+++ Teks Sumber +++
Warta

Peran Amerika di Balik Pemilu Presiden di Indonesia

Jum, 6 Agustus 2004 | 09:23 WIB

Jakarta, NU Online
Bersikap hati-hati dalam pemilihan presiden mendatang merupakan keharusan bagi setiap pemilih. Sebab, jika tidak, Indonesia akan menjadi bagian dari hegemoni Amerika yang nyata-nyata ingin mencengkram  bumi pertiwi dalam genggamannya.

Demikian kesimpulan yang dapat ditarik dari perbincangan NU Online dengan mantan Diplomat H Cholid Mawardi dan analisis Mantan Direktur Badan Koordinasi Intelijen Negara (Bakin), AC Manulang yang kini dikenal  sebagai pengamat inteljen di Asia.

<>

Menurut Cholid yang juga mantan Ketua PBNU itu, Amerika sangat berkepentingan dalam pesta demokrasi pemilihan presiden langsung di Indonesia. Mereka telah menurunkan tim dengan dukungan dana yang tidak terbatas. Amerika, lanjut Cholid, dinilai telah  bertransaksi dengan  salah seorang calon presiden untuk mengamankan kepentingan negerinya di Indonesia.

"Bayangkan, Collin Powel ke Jakarta hanya menemui SBY, menghadap presiden Megawati juga tidak. Ini  mengandung makna tertentu,"katanya. Ia juga mensinyalir telah terjadi deal ekonomi dan politik untuk kepentingan Amerika di Indonesia seperti Freeport, Mobil Oil dan pengamanan selat Malaka. Desas-desus juga menyebutkan, Amerika melalui SBY akan menjadikan sebuah pulau di barat Padang sebagai pangkalan  militer menggantikan Pangkalan Subik.

Sementara itu, AC Manulang  mengatakan, Amerika Serikat (AS) telah jauh-jauh hari menyiapkan calon presiden (capres) dari militer,  Jenderal (Purn) Susilo Bambang Yudhoyono.

Karena itu, pemilihan presiden secara langsung yang untuk pertama kali  digelar di Indonesia, tak lepas dari campur tangan Amerika Serikat (AS). Melalui agen intelijennya, CIA, AS ingin agar presiden Indonesia mendatang berasal dari purnawirawan militer.
+++
Soal 1: Tulis ulang bagian teks sumber mulai dari "Peran Amerika di" dan terus sampai "pertiwi dalam genggamannya.", lalu ubah "bumi pertiwi" menjadi "tanah air".
+++ Data yang Diberikan +++
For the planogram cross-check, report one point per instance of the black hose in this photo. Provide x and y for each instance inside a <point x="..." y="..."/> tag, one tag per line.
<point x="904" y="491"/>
+++
+++ Data yang Diberikan +++
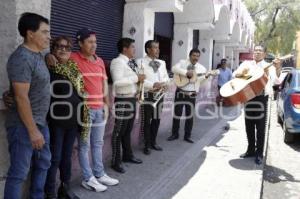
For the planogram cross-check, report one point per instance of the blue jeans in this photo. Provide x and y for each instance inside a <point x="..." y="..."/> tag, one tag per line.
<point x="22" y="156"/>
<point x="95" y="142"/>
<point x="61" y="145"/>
+++
Soal 2: Tolong pilih dan salin setiap baris catatan yang memuat kata "this".

Jawaban Lengkap 1:
Peran Amerika di Balik Pemilu Presiden di Indonesia

Jum, 6 Agustus 2004 | 09:23 WIB

Jakarta, NU Online
Bersikap hati-hati dalam pemilihan presiden mendatang merupakan keharusan bagi setiap pemilih. Sebab, jika tidak, Indonesia akan menjadi bagian dari hegemoni Amerika yang nyata-nyata ingin mencengkram  tanah air dalam genggamannya.

Jawaban Lengkap 2:
For the planogram cross-check, report one point per instance of the black hose in this photo. Provide x and y for each instance inside a <point x="..." y="..."/> tag, one tag per line.
For the planogram cross-check, report one point per instance of the blue jeans in this photo. Provide x and y for each instance inside a <point x="..." y="..."/> tag, one tag per line.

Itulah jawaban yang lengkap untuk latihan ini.